**What is expected:** What you give back should be exactly the opening lines of the data, ending with the line that contains "box: [342, 1130, 1242, 1507]" and including it.

*** Opening of Task input ***

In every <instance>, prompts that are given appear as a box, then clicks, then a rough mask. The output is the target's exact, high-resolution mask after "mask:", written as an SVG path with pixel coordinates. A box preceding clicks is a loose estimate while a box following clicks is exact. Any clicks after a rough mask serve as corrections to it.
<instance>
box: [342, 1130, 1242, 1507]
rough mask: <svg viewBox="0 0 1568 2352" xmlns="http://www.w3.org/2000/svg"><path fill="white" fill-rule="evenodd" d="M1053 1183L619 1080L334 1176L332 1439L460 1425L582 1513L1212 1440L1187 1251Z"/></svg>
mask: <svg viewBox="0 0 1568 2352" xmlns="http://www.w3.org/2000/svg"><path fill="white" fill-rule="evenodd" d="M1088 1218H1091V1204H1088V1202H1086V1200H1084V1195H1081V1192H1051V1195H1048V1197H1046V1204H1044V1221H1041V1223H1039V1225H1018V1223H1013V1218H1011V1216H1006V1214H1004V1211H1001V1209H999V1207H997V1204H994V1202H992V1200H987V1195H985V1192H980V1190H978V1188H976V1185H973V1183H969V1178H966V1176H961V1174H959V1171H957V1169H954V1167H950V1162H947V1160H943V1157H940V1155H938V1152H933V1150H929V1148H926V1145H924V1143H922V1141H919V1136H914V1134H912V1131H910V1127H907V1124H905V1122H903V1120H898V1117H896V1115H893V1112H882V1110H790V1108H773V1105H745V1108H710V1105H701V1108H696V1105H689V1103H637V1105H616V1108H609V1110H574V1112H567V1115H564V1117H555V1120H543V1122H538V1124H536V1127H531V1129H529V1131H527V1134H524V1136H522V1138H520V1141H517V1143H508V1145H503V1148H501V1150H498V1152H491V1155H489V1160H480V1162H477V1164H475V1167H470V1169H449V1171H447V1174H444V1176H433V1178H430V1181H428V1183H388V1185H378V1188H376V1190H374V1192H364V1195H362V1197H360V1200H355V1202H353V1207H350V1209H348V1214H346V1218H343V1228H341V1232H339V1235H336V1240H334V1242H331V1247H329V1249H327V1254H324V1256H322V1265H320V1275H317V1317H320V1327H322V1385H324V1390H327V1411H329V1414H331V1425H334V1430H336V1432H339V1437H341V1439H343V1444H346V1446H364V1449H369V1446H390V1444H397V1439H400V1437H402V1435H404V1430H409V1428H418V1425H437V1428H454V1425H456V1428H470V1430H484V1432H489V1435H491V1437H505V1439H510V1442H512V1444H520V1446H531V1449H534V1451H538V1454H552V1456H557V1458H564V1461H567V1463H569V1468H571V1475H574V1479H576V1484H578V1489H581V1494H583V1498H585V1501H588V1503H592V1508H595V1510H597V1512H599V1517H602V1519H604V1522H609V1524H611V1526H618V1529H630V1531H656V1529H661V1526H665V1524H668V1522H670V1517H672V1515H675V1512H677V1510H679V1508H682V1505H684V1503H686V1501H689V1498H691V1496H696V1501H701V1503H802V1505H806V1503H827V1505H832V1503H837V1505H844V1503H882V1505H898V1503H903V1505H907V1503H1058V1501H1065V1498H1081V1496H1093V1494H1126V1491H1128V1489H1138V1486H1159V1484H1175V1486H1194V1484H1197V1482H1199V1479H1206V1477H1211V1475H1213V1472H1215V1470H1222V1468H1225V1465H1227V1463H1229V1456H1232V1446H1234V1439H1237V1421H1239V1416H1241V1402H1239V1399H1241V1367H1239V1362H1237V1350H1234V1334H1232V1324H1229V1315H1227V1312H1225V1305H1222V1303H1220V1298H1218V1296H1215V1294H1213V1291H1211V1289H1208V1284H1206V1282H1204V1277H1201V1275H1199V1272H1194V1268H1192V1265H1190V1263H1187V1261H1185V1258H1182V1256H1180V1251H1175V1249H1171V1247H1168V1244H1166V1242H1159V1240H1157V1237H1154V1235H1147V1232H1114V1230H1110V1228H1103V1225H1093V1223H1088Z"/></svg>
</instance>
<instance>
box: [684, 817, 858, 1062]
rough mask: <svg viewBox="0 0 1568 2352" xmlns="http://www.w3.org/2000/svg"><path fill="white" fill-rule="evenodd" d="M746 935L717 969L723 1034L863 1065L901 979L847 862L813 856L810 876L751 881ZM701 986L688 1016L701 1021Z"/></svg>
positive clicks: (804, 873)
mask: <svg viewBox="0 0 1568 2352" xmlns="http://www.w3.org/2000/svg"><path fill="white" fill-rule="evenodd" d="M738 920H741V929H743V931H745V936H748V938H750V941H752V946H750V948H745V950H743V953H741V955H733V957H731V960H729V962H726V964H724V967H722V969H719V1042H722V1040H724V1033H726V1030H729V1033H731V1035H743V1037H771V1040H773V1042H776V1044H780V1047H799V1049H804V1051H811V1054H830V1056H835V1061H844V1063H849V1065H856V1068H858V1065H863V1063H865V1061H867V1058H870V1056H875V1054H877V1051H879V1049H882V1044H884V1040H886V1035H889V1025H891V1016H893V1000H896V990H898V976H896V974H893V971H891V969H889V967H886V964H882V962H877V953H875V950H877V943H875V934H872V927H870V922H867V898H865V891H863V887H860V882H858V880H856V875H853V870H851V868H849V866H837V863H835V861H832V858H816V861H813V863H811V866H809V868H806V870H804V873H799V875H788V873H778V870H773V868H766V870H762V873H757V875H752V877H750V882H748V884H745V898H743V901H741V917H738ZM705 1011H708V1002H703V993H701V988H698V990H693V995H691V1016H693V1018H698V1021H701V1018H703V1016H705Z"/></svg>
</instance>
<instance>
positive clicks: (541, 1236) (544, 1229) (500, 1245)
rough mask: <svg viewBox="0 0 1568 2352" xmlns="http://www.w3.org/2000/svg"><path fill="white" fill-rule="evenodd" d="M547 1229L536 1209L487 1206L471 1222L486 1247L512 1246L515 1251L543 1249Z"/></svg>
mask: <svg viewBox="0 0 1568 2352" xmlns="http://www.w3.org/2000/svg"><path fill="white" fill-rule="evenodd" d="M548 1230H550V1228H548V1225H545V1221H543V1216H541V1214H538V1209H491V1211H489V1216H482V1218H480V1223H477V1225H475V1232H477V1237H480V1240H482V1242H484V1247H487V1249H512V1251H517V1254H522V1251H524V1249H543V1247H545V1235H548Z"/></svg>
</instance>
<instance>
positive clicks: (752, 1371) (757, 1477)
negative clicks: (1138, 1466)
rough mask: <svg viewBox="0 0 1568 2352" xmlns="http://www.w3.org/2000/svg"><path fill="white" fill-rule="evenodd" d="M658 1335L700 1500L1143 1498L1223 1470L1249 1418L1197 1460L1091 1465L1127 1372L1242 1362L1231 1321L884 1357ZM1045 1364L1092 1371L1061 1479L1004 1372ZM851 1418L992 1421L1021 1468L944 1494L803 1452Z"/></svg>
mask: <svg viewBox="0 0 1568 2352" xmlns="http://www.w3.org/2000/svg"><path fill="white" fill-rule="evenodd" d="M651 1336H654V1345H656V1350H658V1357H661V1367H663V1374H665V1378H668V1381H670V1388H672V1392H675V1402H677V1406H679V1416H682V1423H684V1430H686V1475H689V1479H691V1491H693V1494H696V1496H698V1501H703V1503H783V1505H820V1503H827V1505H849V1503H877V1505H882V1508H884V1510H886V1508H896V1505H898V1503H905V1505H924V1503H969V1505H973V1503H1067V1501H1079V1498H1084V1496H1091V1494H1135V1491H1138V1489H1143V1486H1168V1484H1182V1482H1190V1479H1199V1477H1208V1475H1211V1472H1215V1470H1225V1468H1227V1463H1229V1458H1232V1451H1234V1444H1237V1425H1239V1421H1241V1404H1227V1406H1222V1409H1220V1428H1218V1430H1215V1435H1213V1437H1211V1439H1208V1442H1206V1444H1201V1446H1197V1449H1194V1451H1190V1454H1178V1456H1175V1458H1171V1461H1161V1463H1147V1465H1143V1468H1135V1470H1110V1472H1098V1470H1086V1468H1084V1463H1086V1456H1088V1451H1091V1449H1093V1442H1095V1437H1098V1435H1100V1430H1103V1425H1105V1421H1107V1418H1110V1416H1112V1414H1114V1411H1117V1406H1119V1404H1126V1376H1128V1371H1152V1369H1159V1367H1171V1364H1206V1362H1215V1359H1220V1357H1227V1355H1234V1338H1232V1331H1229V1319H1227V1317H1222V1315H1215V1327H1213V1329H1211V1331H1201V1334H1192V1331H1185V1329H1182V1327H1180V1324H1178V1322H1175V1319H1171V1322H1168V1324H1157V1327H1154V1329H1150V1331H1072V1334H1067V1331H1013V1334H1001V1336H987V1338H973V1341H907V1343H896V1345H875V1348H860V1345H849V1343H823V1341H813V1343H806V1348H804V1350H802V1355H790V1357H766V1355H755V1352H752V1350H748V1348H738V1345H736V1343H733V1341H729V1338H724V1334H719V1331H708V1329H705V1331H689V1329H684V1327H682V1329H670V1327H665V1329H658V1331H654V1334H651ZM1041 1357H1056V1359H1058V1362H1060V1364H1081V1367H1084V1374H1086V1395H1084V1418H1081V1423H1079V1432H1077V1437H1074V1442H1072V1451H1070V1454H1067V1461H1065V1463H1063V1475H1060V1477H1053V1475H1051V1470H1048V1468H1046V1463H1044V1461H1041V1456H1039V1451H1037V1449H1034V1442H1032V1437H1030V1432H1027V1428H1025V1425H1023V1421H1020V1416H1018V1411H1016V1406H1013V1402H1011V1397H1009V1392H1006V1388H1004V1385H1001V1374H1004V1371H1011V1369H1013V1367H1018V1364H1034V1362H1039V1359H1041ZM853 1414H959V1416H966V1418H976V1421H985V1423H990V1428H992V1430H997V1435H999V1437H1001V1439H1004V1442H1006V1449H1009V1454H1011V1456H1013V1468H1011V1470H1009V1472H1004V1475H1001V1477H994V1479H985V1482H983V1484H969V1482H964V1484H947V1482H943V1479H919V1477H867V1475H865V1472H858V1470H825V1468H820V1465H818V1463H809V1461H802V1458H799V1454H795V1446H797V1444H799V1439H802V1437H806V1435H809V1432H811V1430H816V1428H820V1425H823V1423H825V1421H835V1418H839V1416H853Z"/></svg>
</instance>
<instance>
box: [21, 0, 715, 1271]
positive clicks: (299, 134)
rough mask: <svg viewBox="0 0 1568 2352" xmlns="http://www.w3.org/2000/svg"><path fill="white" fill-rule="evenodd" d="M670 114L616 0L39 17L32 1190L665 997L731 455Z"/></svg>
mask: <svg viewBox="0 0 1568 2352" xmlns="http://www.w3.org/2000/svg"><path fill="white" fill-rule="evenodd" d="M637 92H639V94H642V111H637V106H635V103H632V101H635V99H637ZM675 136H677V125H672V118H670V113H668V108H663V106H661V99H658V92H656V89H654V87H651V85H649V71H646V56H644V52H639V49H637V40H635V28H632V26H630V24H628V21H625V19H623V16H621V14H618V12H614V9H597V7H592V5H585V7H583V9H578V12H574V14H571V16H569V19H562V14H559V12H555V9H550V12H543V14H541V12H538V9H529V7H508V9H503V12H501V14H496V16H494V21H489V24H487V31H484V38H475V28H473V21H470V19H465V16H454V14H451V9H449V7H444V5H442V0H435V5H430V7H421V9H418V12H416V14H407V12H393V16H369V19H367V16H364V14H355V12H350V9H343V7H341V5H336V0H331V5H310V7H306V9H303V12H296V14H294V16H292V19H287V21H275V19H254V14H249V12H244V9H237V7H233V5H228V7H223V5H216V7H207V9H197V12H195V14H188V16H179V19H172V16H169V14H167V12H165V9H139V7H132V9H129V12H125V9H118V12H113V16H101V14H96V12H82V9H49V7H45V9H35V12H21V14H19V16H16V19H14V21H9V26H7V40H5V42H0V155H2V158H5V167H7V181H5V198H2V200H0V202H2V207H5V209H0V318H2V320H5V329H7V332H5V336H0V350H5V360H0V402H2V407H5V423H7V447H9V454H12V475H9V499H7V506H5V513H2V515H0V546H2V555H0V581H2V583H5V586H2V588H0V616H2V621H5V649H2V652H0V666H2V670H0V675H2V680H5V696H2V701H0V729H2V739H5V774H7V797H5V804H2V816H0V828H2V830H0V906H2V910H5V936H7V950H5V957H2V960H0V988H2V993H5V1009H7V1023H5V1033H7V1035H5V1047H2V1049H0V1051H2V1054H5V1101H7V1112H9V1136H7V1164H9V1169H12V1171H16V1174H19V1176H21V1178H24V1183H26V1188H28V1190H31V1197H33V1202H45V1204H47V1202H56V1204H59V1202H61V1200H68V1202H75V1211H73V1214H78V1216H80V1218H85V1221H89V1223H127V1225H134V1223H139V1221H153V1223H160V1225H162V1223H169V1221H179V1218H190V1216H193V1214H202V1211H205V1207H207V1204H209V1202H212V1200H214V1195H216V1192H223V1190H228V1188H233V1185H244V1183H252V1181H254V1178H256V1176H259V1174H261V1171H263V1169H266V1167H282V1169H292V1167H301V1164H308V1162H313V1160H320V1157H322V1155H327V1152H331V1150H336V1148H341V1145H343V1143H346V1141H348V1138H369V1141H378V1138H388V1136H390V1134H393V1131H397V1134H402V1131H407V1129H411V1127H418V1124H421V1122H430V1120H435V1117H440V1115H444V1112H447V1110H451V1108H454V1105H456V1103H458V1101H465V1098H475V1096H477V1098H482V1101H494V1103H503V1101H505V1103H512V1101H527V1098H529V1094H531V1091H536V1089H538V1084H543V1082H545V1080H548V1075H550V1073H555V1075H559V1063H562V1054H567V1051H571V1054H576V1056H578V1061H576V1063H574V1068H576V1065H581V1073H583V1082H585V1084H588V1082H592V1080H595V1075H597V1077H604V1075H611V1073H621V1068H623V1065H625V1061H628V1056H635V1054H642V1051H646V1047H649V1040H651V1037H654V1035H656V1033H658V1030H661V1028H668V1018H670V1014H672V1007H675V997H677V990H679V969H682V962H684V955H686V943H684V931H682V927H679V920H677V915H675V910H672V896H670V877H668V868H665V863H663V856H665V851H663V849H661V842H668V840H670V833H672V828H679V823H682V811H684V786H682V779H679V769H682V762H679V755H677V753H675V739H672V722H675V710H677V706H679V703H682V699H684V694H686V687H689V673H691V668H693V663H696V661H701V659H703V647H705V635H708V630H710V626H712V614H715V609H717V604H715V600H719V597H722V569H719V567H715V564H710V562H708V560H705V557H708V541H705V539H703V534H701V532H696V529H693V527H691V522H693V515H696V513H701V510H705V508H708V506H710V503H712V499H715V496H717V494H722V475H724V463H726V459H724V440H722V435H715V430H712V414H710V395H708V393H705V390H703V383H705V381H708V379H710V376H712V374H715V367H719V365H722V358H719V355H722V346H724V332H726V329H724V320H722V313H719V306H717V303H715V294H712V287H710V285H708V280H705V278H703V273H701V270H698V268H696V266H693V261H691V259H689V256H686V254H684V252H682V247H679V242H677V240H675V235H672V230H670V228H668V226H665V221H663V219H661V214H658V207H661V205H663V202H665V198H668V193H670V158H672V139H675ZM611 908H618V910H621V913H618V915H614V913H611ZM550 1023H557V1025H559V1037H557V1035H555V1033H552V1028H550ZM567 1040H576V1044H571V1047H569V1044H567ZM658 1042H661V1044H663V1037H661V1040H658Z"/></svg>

*** Close of Task input ***

**Task result:**
In every <instance>, prompts that are given appear as a box, then clicks, then a rough mask. The output is the target's exact, high-resolution mask after "mask:", written as an SVG path with pixel coordinates. A box preceding clicks is a loose estimate while a box following clicks is exact. Any clicks after a rough mask serve as corrections to it.
<instance>
box: [342, 1130, 1242, 1507]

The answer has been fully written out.